::: Selected extract

The Old Hall, one of the farm buildings at the centre of Hall Farm, is a surviving medieval domestic building or manor house, probably dating from the 14th century and remodelled in the 16th and 17th century. It was burned and then re-roofed in the early 21st century, and no internal partitions survive. This is a two-storey listed building which was converted to a barn in the 19th century, has a Welsh slate roof and seven internal bays. It is built of squared and rubble masonry with ashlar dressing. The structure includes medieval and Tudor carved stone, including mullions and fireplaces. Buttresses, broken arches and fireplaces of the manor are still standing and are incorporated in the Old Hall. It is 59 ft by 30 ft, containing two Tudor fireplaces, with the remains of archways on the outside walls at each end.

The moated manor house stood at the southern end of the abandoned village site, where there are now farm buildings. In the 16th and 17th centuries the manor had a hall with parlour and chamber over the hall, a new chamber, a little chamber, a "lofte beneath the doors", a buttery, a kitchen and a stable. Depressions in the ground at the southern end of the site indicate the position of the original moat.

====Chapel====
It is thought that the chapel was on the 6.5 ft high triangular platform at the north end of the site and on the south side of Newton Lane. There is a ditch along the south side of this feature. Evidence for the chapel exists in a licence given in 1414 to Robert Fisher, John Nicholson and John Deves to hold religious services in a chapel at Archdeacon Newton.

====Enclosure====
Another enclosure has been identified by aerial photography 0.31 mi north-west of the hamlet, and on the south side of Newton Lane.

::::::

[Instructions to follow]
Please answer these questions using the text about Hall Farm and its medieval manor site.
1. What is the roof of the Old Hall made of?
2. What shows the position of the original moat?
3. In what year was the licence for services in the chapel given?

::: Dataset extract

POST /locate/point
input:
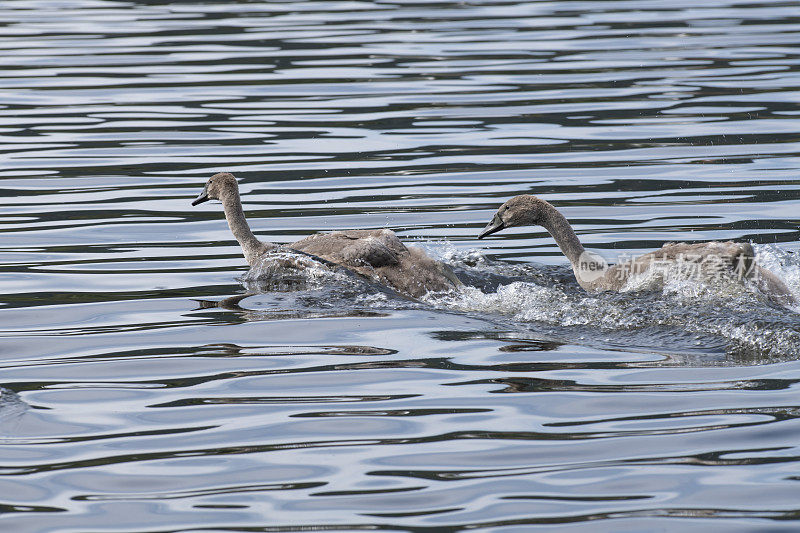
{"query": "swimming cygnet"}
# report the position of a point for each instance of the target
(376, 254)
(593, 275)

::::::

[Response to the exercise]
1. Welsh slate.
2. Depressions in the ground at the southern end of the site.
3. 1414.